### Work instructions:
**A)** In the reference notes, condense the point that begins "The four most abundant elements" into a short list that keeps its main facts.
**B)** Quote the reference notes word for word, starting with "Connections and Implications" and going on through "cushioning of organs.".
**C)** Write what comes next in the reference notes, picking up after their final point.

### Text block:
Quick Reference Notes and Equations

• pH balance: ext{pH} = -
  \log_{10} [H^+]; neutral pH = 7; each unit change represents a factor of 10 in \[H^+] concentration.
• Electron shell capacities: 2, 8, 18 (for successive shells).
• Ion charges: Na⁺, Cl⁻, Ca²⁺, etc., represent transfer of electrons.
• Reversible reactions: indicated by a double arrow, with longer arrow indicating the major direction and rate.
• Dehydration synthesis: monomer1 + monomer2 -H₂O-> polymer; Hydrolysis: polymer + H₂O -> monomer1 + monomer2.
• Common biological reactions: synthesis for growth, hydrolysis for digestion, ATP-mediated phosphate transfer for energy.

Connections and Implications

• The four most abundant elements (O, C, H, N) underpin all organic molecules (carbohydrates, lipids, proteins, nucleic acids) and are essential for energy production (ATP) and genetic information (DNA/RNA).
• Water’s properties (high heat capacity, polarity, solvent capabilities) underpin body temperature regulation, biochemical reactions, transport, and cushioning of organs.
• The concept of ions and salts underlies nerve impulses, muscle contraction, and electrolyte balance critical to homeostasis.
• The structure of proteins (primary to quaternary) explains how sequence determines function, how enzymes catalyze reactions, and why denaturation disrupts physiology.
• Nucleic acids encode hereditary information (DNA) and execute protein synthesis (RNA), linking genetics to metabolism and growth.
• Lipids, especially phospholipids, form cell membranes and create barriers required for cellular compartments and signaling; steroids serve as signaling molecules and structural components.
• ATP functions as the universal energy currency, linking catabolic energy release to anabolic energy usage and mechanical work.

Photo-based referring expression data
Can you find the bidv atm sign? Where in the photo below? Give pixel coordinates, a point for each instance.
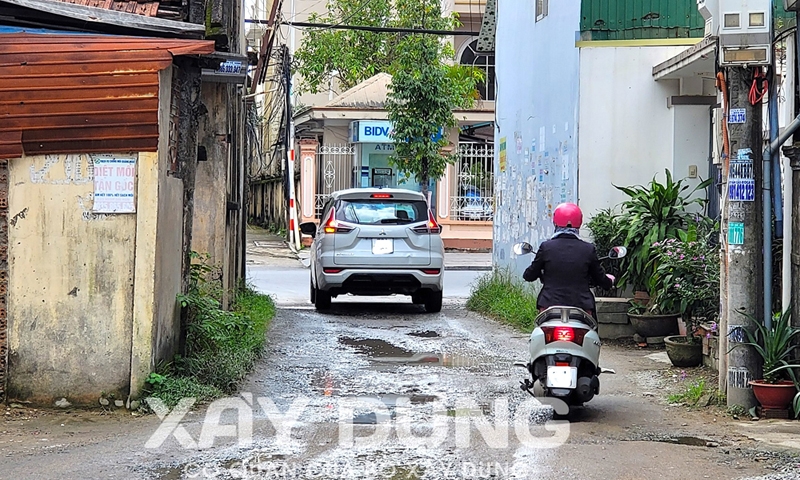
(376, 131)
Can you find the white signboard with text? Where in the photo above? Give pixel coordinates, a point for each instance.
(114, 180)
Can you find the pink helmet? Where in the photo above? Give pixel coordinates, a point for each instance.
(568, 215)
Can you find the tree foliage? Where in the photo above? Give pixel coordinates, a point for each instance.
(427, 84)
(348, 56)
(424, 91)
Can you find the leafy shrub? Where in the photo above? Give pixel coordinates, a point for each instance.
(506, 297)
(221, 346)
(607, 232)
(653, 214)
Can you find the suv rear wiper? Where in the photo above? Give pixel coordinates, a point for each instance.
(395, 220)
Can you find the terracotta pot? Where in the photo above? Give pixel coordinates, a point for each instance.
(654, 325)
(776, 396)
(682, 353)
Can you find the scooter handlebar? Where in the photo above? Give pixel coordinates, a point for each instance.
(566, 314)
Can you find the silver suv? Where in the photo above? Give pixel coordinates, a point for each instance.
(376, 241)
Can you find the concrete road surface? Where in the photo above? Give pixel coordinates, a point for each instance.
(290, 286)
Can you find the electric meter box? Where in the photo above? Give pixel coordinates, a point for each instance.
(709, 10)
(745, 32)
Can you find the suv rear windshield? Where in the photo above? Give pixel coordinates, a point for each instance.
(382, 212)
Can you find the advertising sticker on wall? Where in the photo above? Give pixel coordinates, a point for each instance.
(114, 180)
(503, 154)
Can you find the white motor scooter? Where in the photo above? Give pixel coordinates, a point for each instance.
(564, 350)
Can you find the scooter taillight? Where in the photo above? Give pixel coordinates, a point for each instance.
(564, 334)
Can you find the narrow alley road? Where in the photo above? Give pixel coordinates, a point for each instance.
(378, 389)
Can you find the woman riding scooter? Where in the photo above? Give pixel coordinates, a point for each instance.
(567, 265)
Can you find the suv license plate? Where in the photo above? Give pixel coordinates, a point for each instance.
(562, 377)
(382, 246)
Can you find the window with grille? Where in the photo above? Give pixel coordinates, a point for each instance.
(471, 57)
(541, 9)
(473, 198)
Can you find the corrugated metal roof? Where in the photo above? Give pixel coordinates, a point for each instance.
(648, 19)
(640, 19)
(143, 7)
(83, 93)
(98, 19)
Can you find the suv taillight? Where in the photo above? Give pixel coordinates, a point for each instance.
(333, 226)
(564, 334)
(430, 227)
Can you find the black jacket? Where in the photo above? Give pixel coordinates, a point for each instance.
(567, 266)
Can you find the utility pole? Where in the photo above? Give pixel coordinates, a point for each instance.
(793, 153)
(293, 234)
(742, 225)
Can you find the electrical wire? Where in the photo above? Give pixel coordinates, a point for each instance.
(755, 96)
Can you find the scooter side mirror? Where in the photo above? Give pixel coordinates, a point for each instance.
(618, 252)
(523, 248)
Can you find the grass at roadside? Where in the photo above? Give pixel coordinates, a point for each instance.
(222, 346)
(505, 297)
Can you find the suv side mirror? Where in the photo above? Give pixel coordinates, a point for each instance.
(523, 248)
(309, 228)
(618, 252)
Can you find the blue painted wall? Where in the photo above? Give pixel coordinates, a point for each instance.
(537, 120)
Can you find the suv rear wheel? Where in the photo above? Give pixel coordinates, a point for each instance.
(322, 299)
(433, 302)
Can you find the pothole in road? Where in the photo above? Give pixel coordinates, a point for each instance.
(382, 351)
(375, 347)
(680, 440)
(691, 441)
(425, 334)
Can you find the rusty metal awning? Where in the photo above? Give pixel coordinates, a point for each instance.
(147, 8)
(83, 93)
(98, 19)
(697, 61)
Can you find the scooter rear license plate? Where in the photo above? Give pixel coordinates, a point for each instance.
(562, 377)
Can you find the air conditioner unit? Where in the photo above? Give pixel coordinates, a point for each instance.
(745, 32)
(709, 10)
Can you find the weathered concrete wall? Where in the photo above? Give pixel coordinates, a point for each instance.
(537, 122)
(70, 285)
(159, 242)
(169, 254)
(630, 139)
(208, 229)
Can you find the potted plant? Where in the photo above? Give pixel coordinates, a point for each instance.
(686, 280)
(778, 387)
(607, 232)
(649, 320)
(651, 215)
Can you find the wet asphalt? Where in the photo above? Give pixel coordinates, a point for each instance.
(377, 388)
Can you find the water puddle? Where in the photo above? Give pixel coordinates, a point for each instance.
(374, 347)
(425, 334)
(381, 351)
(691, 441)
(404, 473)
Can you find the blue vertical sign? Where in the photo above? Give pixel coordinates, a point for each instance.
(736, 233)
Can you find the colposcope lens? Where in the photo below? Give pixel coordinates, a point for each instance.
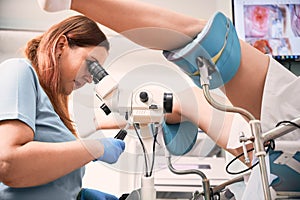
(96, 70)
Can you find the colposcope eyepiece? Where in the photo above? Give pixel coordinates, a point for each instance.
(96, 70)
(168, 102)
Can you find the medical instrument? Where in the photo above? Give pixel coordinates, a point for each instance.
(258, 138)
(135, 110)
(215, 41)
(144, 110)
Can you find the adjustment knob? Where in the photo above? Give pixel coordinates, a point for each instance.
(144, 97)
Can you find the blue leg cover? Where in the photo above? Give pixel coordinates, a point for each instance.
(180, 138)
(217, 42)
(91, 194)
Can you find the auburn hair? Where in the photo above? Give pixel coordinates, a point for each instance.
(80, 32)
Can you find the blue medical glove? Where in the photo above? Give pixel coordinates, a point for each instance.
(90, 194)
(112, 150)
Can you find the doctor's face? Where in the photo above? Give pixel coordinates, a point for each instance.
(74, 70)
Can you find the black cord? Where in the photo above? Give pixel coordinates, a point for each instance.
(270, 145)
(143, 147)
(287, 122)
(155, 133)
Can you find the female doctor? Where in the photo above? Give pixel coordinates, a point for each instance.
(41, 155)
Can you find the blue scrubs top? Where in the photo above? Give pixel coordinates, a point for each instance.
(22, 98)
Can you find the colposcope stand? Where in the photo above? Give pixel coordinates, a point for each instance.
(257, 137)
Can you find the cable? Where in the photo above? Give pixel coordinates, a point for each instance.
(144, 149)
(287, 122)
(270, 145)
(155, 133)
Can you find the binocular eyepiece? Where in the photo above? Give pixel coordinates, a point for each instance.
(96, 70)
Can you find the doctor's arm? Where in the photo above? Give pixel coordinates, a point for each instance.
(26, 163)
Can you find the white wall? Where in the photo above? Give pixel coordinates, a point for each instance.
(22, 19)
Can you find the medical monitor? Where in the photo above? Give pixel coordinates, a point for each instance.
(272, 26)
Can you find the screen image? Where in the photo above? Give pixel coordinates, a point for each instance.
(271, 26)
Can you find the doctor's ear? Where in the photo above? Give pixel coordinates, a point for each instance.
(62, 42)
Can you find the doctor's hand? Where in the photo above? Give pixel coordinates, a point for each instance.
(112, 150)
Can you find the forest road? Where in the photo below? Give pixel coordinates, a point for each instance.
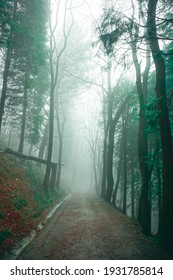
(87, 228)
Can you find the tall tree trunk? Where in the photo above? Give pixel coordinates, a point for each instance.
(144, 212)
(132, 190)
(110, 152)
(60, 129)
(50, 140)
(43, 143)
(118, 173)
(24, 112)
(7, 68)
(124, 120)
(104, 168)
(166, 228)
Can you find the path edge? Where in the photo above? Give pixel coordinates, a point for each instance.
(21, 246)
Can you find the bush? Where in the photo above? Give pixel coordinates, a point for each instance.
(4, 235)
(20, 202)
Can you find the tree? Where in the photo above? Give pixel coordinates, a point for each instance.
(54, 74)
(166, 229)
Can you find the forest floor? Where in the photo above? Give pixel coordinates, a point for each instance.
(87, 228)
(23, 204)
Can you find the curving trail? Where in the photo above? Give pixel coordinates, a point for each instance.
(85, 228)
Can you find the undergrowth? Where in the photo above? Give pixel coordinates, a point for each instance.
(23, 204)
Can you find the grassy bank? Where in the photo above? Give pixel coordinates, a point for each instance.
(23, 204)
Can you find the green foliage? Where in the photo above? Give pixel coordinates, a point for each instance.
(20, 202)
(35, 175)
(4, 235)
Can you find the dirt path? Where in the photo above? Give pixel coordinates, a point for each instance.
(86, 228)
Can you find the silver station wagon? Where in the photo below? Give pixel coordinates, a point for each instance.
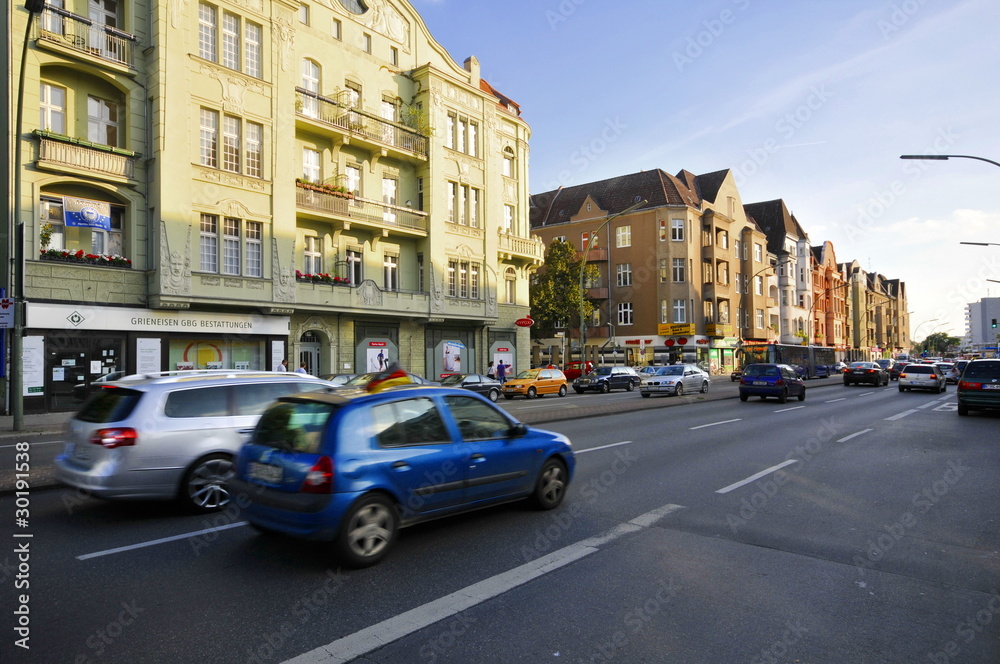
(170, 436)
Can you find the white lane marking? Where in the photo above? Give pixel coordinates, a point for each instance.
(356, 645)
(141, 545)
(602, 447)
(854, 435)
(759, 475)
(44, 442)
(713, 424)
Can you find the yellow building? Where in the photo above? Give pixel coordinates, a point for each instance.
(229, 184)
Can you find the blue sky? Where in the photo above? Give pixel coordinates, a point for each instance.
(811, 101)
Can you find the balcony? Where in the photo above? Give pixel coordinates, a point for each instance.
(326, 203)
(368, 129)
(79, 157)
(61, 30)
(530, 250)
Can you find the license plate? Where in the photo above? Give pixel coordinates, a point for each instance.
(265, 472)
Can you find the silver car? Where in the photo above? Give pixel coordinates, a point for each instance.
(675, 379)
(170, 436)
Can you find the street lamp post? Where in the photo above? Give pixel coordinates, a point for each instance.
(583, 270)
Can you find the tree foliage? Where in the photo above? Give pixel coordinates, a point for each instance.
(556, 297)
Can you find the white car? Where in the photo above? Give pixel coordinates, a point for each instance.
(675, 379)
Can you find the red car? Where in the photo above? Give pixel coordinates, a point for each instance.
(574, 370)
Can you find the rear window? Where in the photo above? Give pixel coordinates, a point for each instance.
(110, 404)
(980, 371)
(295, 426)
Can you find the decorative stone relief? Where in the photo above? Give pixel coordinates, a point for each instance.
(283, 285)
(175, 267)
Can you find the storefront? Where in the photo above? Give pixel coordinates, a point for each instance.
(68, 348)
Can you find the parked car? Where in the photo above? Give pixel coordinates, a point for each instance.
(675, 379)
(979, 386)
(532, 383)
(170, 436)
(353, 468)
(896, 369)
(478, 383)
(922, 377)
(955, 373)
(872, 373)
(575, 369)
(605, 379)
(771, 380)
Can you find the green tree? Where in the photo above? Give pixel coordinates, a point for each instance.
(556, 297)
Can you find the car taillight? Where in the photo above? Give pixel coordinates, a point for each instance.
(319, 479)
(112, 438)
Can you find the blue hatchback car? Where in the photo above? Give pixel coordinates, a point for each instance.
(353, 468)
(771, 380)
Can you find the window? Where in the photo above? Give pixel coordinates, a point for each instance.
(678, 271)
(677, 230)
(390, 272)
(624, 274)
(312, 255)
(52, 108)
(74, 238)
(311, 171)
(209, 243)
(623, 236)
(624, 313)
(102, 121)
(354, 266)
(680, 311)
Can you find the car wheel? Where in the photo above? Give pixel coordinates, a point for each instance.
(367, 531)
(204, 487)
(550, 488)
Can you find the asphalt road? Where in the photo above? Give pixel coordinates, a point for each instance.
(858, 526)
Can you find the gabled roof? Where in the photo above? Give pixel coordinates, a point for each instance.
(777, 223)
(619, 193)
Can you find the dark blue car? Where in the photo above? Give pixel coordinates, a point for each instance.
(354, 467)
(771, 380)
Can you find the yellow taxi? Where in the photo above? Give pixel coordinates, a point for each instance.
(532, 383)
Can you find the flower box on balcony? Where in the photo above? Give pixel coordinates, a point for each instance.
(322, 278)
(80, 256)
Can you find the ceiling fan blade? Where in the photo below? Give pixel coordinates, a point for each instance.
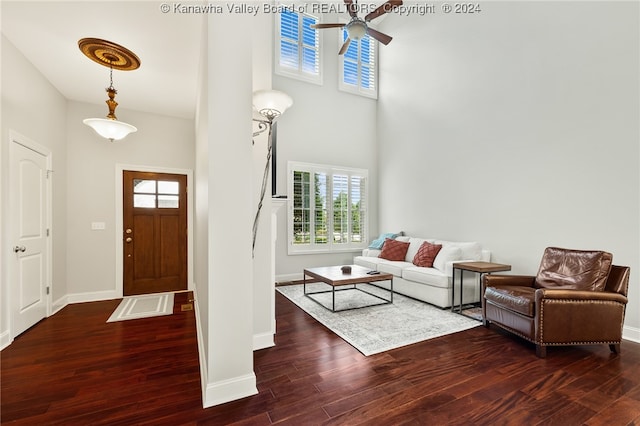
(319, 26)
(382, 9)
(344, 47)
(381, 37)
(352, 8)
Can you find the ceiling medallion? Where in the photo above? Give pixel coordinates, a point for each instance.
(109, 54)
(113, 56)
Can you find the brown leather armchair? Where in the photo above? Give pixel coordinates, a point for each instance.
(577, 298)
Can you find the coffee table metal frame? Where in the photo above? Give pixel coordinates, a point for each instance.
(333, 276)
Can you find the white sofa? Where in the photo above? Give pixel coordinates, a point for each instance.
(431, 285)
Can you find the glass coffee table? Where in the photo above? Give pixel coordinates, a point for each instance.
(340, 281)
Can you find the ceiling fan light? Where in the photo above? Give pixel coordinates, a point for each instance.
(271, 103)
(356, 29)
(113, 130)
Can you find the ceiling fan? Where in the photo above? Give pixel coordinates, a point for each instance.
(357, 27)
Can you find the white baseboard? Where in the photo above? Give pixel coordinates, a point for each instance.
(5, 340)
(263, 341)
(631, 333)
(230, 390)
(93, 296)
(288, 277)
(201, 351)
(59, 304)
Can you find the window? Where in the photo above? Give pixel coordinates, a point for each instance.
(329, 208)
(297, 46)
(156, 194)
(358, 66)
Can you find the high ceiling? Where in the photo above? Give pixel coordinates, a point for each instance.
(168, 45)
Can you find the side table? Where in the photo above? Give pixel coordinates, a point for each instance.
(480, 268)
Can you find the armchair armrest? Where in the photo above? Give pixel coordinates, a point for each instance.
(579, 295)
(578, 317)
(514, 280)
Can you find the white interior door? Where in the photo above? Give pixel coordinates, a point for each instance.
(28, 267)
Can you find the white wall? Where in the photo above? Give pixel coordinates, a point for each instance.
(324, 126)
(160, 141)
(517, 127)
(34, 108)
(263, 285)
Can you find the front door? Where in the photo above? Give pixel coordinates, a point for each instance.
(155, 232)
(29, 257)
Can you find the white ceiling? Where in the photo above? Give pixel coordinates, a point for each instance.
(168, 46)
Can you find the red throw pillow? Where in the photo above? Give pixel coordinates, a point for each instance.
(426, 254)
(394, 250)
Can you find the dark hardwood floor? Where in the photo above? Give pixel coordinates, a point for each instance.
(74, 369)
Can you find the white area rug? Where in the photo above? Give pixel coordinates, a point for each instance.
(376, 329)
(143, 306)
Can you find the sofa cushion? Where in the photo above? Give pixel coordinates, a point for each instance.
(514, 298)
(371, 252)
(426, 254)
(429, 276)
(394, 250)
(469, 250)
(379, 242)
(574, 269)
(394, 268)
(368, 262)
(446, 255)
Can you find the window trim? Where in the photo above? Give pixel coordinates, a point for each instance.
(357, 89)
(329, 247)
(287, 71)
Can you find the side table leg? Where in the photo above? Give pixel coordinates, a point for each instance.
(333, 295)
(461, 288)
(453, 289)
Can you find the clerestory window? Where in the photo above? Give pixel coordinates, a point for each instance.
(297, 46)
(359, 66)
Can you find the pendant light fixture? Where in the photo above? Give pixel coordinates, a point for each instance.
(117, 57)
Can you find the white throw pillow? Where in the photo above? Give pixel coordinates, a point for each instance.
(445, 255)
(470, 250)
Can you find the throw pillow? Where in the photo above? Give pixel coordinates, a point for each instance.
(394, 250)
(426, 254)
(379, 242)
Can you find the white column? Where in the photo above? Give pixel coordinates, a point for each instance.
(230, 288)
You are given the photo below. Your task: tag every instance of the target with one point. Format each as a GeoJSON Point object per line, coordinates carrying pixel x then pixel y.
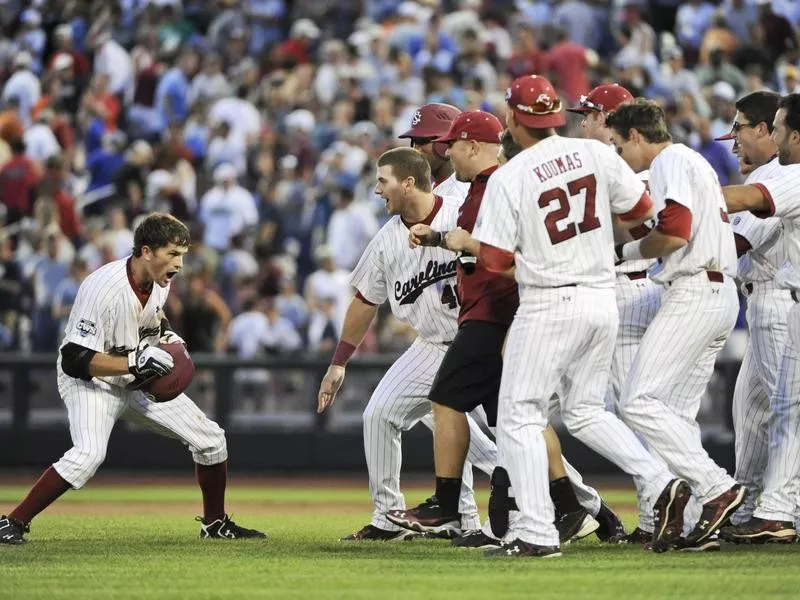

### Answers to the exercise:
**A)**
- The four most abundant elements are O, C, H, and N.
- They underpin all organic molecules: carbohydrates, lipids, proteins, and nucleic acids.
- They are essential for energy production (ATP).
- They are essential for genetic information (DNA/RNA).

**B)**
Connections and Implications

• The four most abundant elements (O, C, H, N) underpin all organic molecules (carbohydrates, lipids, proteins, nucleic acids) and are essential for energy production (ATP) and genetic information (DNA/RNA).
• Water’s properties (high heat capacity, polarity, solvent capabilities) underpin body temperature regulation, biochemical reactions, transport, and cushioning of organs.

**C)**
Examples and Applications

• Water acts as a solvent for ions and molecules, supports hydrolysis reactions (e.g., digestion), and cushions brain and fetus via cerebrospinal fluid and amniotic fluid.
• Sucrose is a disaccharide made from glucose and fructose via dehydration synthesis; it is too large to pass through cell membranes without transporters.
• Glucose is a monosaccharide central to cellular respiration and ATP generation.
• ATP hydrolysis is a primary energy source for muscle contraction, ion transport across membranes, and biosynthetic reactions.
• Lipids such as triglycerides store energy and insulate; phospholipids form membranes; cholesterol serves as a backbone for steroids and contributes to membrane structure.
• Enzymes catalyze most biochemical reactions and are defined by their active site; they can be denatured by changes in pH or temperature, altering function.

Important definitions and concepts to memorize:

• Matter, energy, and states (solid, liquid, gas).
• Major and trace elements with their roles in physiology.
• Atomic number, mass number, atomic weight; isotopes; radioisotopes.
• Electron shells and valence electrons; octet rule with shell 1 exception.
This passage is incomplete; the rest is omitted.